— What you are asked to do —
In the lines below, find the one that contains "the man with" and write it out exactly, along with every line that follows it.

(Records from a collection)
>> Begin

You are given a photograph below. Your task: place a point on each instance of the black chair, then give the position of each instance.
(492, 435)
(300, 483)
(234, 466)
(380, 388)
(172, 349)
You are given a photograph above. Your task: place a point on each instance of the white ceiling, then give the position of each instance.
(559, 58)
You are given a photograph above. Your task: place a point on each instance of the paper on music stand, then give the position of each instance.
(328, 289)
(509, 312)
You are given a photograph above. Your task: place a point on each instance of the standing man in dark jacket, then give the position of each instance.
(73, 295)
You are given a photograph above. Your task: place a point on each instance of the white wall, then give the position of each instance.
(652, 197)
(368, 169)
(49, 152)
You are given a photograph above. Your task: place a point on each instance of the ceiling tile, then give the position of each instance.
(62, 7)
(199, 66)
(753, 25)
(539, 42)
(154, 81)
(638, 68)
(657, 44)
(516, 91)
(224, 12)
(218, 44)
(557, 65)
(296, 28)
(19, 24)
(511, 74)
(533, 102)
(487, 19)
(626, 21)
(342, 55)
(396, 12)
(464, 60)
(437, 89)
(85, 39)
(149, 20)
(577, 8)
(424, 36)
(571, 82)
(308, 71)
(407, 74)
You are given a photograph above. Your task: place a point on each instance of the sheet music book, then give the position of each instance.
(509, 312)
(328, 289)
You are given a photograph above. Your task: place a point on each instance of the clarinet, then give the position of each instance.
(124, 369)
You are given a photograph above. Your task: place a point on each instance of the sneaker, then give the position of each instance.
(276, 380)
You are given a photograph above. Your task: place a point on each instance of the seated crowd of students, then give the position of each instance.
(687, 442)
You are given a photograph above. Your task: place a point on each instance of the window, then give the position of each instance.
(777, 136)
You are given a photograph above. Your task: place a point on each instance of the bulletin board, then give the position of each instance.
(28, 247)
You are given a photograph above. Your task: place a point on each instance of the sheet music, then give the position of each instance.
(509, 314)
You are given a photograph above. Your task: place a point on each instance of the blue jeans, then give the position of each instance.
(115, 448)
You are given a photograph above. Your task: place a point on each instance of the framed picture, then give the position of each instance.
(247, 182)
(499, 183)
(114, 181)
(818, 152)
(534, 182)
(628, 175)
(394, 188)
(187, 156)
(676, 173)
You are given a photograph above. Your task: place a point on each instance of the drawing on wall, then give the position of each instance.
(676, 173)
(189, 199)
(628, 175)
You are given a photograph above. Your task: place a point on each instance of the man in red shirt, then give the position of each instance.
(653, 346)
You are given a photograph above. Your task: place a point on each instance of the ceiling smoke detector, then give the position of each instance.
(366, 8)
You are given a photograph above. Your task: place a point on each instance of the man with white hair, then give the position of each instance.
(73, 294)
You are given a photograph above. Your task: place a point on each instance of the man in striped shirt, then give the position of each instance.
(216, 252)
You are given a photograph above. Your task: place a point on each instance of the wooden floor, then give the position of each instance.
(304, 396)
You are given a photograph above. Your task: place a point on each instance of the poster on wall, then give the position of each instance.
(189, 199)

>> End

— Result of the exercise —
You are given a photograph above. Your task: place a point on each instance of the man with white hair, then give the position of each instance.
(73, 294)
You are given a photograph above. Your task: place a point on each instance of the man in striped shirt, then give the position of each instance.
(216, 252)
You are given a photograph above. Your task: place a point on each instance of the wooden floor, then give the position of each instance.
(304, 396)
You are given a photograph above. Your task: place a point on each instance of the poster on wall, then give the position of each instance.
(189, 199)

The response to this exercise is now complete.